AUSGEWÄHLTER ABSCHNITT |
Zum Zweiten ist in diesem Zitat bemerkenswert, dass mit fehlender Beachtung/Resonanz/Publikation in der rechtswissenschaftlichen Forschung argumentiert wird. Wenn die RI eine eigenständige Wissenschaftsdisziplin ist, dann sind auch vorrangig die Publikationen in diesem Bereich zu untersuchen.
Es kann in diesem Zusammenhang ein Zitat von Kaufmann10 („Die Rechtsphilosophie ist ein Zweig der Philosophie, nicht ein Zweig der Rechtswissenschaft.“) abgewandelt werden: Die Rechtsinformatik ist ein Zweig der Informatik, nicht ein Zweig der Rechtswissenschaft.
Dies leitet auch gleich über zum zweiten Begriff des Hauptthemas der IRI§23, der „juristischen Methodenwissenschaft“.
1.2.

DATENAUSZÜGE |

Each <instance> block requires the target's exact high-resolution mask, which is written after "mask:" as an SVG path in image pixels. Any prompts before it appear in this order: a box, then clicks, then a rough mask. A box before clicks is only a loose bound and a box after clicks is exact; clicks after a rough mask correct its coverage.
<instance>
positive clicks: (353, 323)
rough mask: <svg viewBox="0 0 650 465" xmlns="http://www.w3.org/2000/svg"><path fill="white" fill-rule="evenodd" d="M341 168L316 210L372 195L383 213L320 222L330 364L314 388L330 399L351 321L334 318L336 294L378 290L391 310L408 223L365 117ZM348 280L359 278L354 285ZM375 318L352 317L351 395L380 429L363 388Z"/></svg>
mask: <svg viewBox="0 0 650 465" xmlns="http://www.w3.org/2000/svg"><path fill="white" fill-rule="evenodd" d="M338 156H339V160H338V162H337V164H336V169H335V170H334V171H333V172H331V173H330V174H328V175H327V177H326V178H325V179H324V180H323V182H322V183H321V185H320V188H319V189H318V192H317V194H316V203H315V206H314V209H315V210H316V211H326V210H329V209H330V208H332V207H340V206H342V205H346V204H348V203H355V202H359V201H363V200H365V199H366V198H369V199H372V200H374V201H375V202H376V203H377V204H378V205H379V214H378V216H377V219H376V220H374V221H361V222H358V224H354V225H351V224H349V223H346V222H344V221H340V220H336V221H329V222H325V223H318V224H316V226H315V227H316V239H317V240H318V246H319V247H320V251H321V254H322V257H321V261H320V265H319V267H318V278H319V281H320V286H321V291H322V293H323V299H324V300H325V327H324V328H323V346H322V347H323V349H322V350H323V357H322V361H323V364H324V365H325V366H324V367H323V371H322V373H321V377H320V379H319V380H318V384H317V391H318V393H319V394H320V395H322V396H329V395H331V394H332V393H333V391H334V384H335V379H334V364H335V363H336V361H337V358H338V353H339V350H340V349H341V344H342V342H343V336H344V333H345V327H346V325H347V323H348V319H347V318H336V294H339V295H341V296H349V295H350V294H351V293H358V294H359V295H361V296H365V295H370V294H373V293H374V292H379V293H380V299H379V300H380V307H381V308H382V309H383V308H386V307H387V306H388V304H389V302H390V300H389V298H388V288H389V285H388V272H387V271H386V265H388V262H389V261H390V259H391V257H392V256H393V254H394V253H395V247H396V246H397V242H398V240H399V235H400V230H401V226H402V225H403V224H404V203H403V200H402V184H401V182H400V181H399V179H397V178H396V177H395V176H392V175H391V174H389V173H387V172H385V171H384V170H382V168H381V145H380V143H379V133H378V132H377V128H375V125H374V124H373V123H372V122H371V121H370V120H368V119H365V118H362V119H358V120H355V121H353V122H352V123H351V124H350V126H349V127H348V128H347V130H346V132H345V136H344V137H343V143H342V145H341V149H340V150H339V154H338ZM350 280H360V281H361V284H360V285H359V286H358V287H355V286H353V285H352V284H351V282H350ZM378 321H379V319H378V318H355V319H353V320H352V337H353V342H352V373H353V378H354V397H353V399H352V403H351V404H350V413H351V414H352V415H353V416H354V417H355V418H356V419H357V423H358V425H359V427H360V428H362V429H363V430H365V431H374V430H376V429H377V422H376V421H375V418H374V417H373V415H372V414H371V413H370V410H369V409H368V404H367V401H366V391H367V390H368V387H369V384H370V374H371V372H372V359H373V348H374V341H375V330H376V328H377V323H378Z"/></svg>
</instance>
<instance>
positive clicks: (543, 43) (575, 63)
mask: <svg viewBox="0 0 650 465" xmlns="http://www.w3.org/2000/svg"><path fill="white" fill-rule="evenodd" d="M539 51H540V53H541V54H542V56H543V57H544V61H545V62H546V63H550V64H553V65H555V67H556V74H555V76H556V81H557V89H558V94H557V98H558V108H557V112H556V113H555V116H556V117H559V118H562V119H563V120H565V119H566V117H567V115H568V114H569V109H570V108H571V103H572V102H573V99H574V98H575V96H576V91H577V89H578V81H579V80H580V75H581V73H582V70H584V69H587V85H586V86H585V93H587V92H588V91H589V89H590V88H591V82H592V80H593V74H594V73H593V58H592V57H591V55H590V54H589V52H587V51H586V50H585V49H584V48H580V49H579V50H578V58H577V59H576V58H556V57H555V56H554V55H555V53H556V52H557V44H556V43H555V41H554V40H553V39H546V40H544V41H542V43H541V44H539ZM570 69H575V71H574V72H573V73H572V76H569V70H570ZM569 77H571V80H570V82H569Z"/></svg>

AUFGABE A | Aus welchem Fach ist die Rechtsinformatik laut dem Abschnitt über die Rechtsinformatik ein Zweig?
AUFGABE B |
Stimmen diese Aussagen mit dem Abschnitt über die Rechtsinformatik überein? Antworte jeweils mit Ja oder Nein und zitiere die entscheidenden Worte.
(i) Nach Kaufmann ist die Rechtsphilosophie ein Zweig der Rechtswissenschaft.
(ii) Der zweite Begriff des Hauptthemas der IRI§23 ist die juristische Methodenwissenschaft.
(iii) Im Zitat wird mit fehlender Resonanz in der rechtswissenschaftlichen Forschung argumentiert.
AUFGABE C | Schreib den Abschnitt über die Rechtsinformatik nach seinem letzten Satz weiter.
Die Datensätze sind eigenständiges Material und gehören nicht zum Abschnitt.

ANTWORT A | Aus der Informatik, nicht aus der Rechtswissenschaft.

ANTWORT B |
(i) Nein: „Die Rechtsphilosophie ist ein Zweig der Philosophie, nicht ein Zweig der Rechtswissenschaft.“
(ii) Ja: „zum zweiten Begriff des Hauptthemas der IRI§23, der „juristischen Methodenwissenschaft““
(iii) Ja: „dass mit fehlender Beachtung/Resonanz/Publikation in der rechtswissenschaftlichen Forschung argumentiert wird“

ANTWORT C |
... als juristische Methodenwissenschaft ^
Die Wahl der wissenschaftlichen Methode bestimmt auch den Inhalt der Wissenschaftsdisziplin. Damit ist für die RI die Einordnung als Strukturwissenschaft und/oder Integrationswissenschaft und/oder als Rechtswissenschaft und/oder jetzt im Hauptthema der IRI§23 als juristische Methodenwissenschaft von zentraler Bedeutung, da mit solchen Einordnungen auch methodische Schwerpunkte verbunden sind.
Wenn die RI eine juristische Methodenwissenschaft ist oder sein soll, dann stellt sich die Frage, was darunter zu verstehen ist. Ist es
- eine Wissenschaft, die die juristische Methoden anwendet, oder
- eine Wissenschaft, deren Gegenstand die juristischen Methoden sind, also eine Art Metawissenschaft zur Rechtswissenschaft.
Im ersten Fall bedeutet dies, dass RI nur eine andere Bezeichnung für Informationsrechtsdogmatik ist, im zweiten Fall wird sich die Frage der Abgrenzung zur Rechtstheorie und vielleicht auch Rechtsphilosophie11 stellen.
Im Folgenden wird von der zweiten Variante ausgegangen.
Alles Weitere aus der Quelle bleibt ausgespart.